[start Raw data]
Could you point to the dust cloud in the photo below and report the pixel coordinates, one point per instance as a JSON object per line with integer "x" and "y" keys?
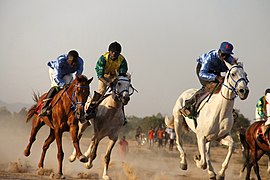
{"x": 139, "y": 163}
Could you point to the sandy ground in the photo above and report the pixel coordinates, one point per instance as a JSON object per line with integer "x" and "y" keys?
{"x": 140, "y": 163}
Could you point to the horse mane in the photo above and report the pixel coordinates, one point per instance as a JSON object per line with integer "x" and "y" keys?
{"x": 32, "y": 109}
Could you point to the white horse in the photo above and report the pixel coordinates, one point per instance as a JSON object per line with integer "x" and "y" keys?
{"x": 109, "y": 119}
{"x": 214, "y": 121}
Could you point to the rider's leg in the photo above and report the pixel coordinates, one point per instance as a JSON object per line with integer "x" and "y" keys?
{"x": 91, "y": 111}
{"x": 125, "y": 119}
{"x": 45, "y": 109}
{"x": 265, "y": 128}
{"x": 188, "y": 109}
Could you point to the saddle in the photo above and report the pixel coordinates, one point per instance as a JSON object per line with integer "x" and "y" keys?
{"x": 261, "y": 137}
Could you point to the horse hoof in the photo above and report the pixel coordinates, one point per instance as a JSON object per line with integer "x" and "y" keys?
{"x": 26, "y": 153}
{"x": 106, "y": 177}
{"x": 88, "y": 166}
{"x": 220, "y": 177}
{"x": 213, "y": 177}
{"x": 71, "y": 158}
{"x": 83, "y": 159}
{"x": 183, "y": 166}
{"x": 60, "y": 176}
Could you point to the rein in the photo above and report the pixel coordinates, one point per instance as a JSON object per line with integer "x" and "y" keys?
{"x": 119, "y": 94}
{"x": 74, "y": 104}
{"x": 231, "y": 87}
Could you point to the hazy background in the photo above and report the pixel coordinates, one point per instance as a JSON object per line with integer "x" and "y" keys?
{"x": 160, "y": 40}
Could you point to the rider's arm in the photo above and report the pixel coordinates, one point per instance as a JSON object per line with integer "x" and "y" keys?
{"x": 100, "y": 66}
{"x": 80, "y": 68}
{"x": 260, "y": 108}
{"x": 123, "y": 67}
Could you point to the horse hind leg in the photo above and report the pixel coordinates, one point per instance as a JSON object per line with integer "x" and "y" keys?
{"x": 82, "y": 128}
{"x": 36, "y": 125}
{"x": 211, "y": 171}
{"x": 75, "y": 139}
{"x": 179, "y": 142}
{"x": 46, "y": 146}
{"x": 228, "y": 141}
{"x": 91, "y": 152}
{"x": 107, "y": 158}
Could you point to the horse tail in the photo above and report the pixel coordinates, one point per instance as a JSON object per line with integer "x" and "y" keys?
{"x": 245, "y": 146}
{"x": 32, "y": 110}
{"x": 169, "y": 122}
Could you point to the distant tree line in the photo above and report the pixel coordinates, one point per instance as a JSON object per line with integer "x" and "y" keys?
{"x": 146, "y": 123}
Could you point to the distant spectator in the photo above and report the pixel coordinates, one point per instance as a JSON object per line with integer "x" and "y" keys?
{"x": 123, "y": 144}
{"x": 160, "y": 133}
{"x": 151, "y": 134}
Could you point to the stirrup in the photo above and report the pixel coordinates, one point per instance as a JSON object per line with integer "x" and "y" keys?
{"x": 44, "y": 112}
{"x": 184, "y": 111}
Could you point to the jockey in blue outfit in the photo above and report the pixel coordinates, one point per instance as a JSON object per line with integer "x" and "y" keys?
{"x": 209, "y": 68}
{"x": 61, "y": 73}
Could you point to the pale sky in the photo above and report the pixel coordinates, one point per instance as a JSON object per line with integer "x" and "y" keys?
{"x": 161, "y": 40}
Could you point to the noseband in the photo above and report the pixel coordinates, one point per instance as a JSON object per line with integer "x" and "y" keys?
{"x": 74, "y": 99}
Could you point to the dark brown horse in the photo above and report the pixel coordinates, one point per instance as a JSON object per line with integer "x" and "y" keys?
{"x": 67, "y": 109}
{"x": 255, "y": 145}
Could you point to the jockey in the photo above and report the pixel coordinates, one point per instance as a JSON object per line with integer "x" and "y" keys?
{"x": 106, "y": 68}
{"x": 263, "y": 110}
{"x": 209, "y": 68}
{"x": 60, "y": 72}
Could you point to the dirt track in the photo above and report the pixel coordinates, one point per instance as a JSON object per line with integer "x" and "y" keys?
{"x": 140, "y": 163}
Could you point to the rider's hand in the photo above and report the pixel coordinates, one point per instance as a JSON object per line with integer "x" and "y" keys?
{"x": 219, "y": 79}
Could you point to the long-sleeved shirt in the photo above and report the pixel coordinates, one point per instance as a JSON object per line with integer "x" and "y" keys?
{"x": 261, "y": 107}
{"x": 62, "y": 68}
{"x": 107, "y": 66}
{"x": 211, "y": 64}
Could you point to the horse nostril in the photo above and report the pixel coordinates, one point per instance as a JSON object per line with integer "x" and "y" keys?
{"x": 241, "y": 91}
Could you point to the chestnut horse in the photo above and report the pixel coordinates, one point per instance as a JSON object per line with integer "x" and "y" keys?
{"x": 108, "y": 121}
{"x": 67, "y": 108}
{"x": 254, "y": 147}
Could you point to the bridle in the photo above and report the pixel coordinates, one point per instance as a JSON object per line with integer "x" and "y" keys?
{"x": 74, "y": 99}
{"x": 118, "y": 94}
{"x": 236, "y": 82}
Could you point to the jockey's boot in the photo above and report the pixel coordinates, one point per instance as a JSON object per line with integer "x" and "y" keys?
{"x": 45, "y": 111}
{"x": 189, "y": 109}
{"x": 125, "y": 119}
{"x": 91, "y": 111}
{"x": 265, "y": 129}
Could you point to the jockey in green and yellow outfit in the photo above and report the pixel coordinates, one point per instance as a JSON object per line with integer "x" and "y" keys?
{"x": 106, "y": 68}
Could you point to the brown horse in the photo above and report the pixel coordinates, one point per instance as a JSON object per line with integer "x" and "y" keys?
{"x": 255, "y": 145}
{"x": 108, "y": 121}
{"x": 67, "y": 109}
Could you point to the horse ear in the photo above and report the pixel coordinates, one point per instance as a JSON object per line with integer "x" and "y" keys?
{"x": 90, "y": 80}
{"x": 229, "y": 66}
{"x": 117, "y": 74}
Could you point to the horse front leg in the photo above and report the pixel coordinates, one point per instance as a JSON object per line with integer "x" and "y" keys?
{"x": 60, "y": 154}
{"x": 36, "y": 125}
{"x": 82, "y": 128}
{"x": 46, "y": 145}
{"x": 211, "y": 171}
{"x": 228, "y": 141}
{"x": 268, "y": 169}
{"x": 107, "y": 157}
{"x": 92, "y": 152}
{"x": 201, "y": 160}
{"x": 179, "y": 142}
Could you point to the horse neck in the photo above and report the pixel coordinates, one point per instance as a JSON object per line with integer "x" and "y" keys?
{"x": 113, "y": 101}
{"x": 226, "y": 95}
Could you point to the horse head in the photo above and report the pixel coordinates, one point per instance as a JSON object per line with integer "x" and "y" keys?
{"x": 122, "y": 88}
{"x": 80, "y": 93}
{"x": 236, "y": 80}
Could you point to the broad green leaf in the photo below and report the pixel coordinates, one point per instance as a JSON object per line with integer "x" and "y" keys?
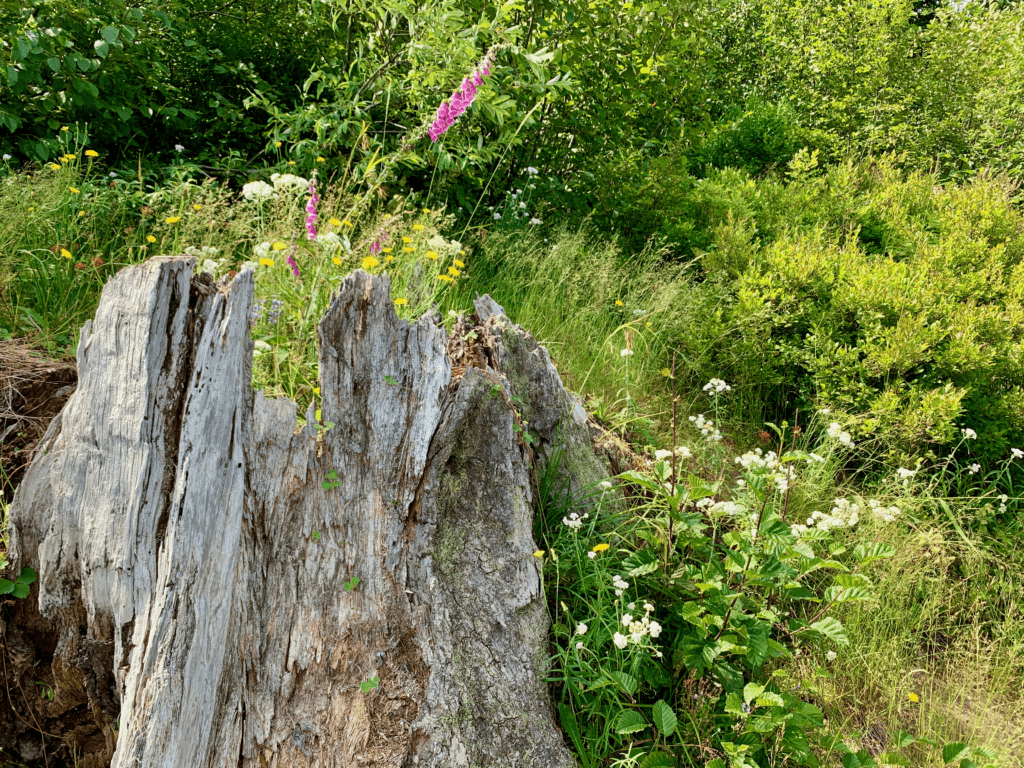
{"x": 630, "y": 721}
{"x": 953, "y": 752}
{"x": 833, "y": 629}
{"x": 664, "y": 718}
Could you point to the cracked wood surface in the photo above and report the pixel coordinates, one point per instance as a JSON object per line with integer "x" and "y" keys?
{"x": 194, "y": 567}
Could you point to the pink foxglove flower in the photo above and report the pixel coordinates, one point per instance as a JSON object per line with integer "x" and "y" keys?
{"x": 311, "y": 211}
{"x": 460, "y": 100}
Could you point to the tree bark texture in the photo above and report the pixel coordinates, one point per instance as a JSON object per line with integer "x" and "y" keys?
{"x": 218, "y": 584}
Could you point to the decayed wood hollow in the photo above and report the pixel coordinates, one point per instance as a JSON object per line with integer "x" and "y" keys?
{"x": 194, "y": 563}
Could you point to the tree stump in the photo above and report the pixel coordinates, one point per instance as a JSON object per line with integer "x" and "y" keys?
{"x": 230, "y": 591}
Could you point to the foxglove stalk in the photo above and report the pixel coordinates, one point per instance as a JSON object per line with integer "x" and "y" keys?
{"x": 311, "y": 209}
{"x": 460, "y": 100}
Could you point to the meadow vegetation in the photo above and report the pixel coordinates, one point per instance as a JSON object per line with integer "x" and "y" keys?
{"x": 795, "y": 291}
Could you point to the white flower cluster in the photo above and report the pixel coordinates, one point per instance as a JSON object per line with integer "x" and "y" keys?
{"x": 257, "y": 192}
{"x": 620, "y": 584}
{"x": 844, "y": 514}
{"x": 882, "y": 512}
{"x": 707, "y": 427}
{"x": 574, "y": 520}
{"x": 681, "y": 451}
{"x": 717, "y": 386}
{"x": 637, "y": 628}
{"x": 836, "y": 432}
{"x": 289, "y": 182}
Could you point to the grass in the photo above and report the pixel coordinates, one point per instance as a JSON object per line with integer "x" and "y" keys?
{"x": 945, "y": 623}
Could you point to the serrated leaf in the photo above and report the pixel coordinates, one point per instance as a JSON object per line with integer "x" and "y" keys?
{"x": 630, "y": 721}
{"x": 833, "y": 629}
{"x": 953, "y": 752}
{"x": 628, "y": 682}
{"x": 664, "y": 718}
{"x": 657, "y": 760}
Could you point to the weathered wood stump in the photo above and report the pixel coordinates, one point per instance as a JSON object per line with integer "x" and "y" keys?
{"x": 220, "y": 584}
[end Raw data]
Locate "Could you point to the serrated" in the material, then quote the line that contains it and all lines after it through the final one.

Could you point to the serrated leaf in the photo above and report the pixel coordinates, one point per instance as a JSON object per line with integer "x" and "y" keys?
{"x": 630, "y": 721}
{"x": 833, "y": 629}
{"x": 953, "y": 752}
{"x": 628, "y": 682}
{"x": 664, "y": 718}
{"x": 657, "y": 760}
Could you point to the weathered wood stump in the photo above and report the pixel coordinates, one point per instance as a JSON object per line with integer "x" and "y" keys?
{"x": 220, "y": 584}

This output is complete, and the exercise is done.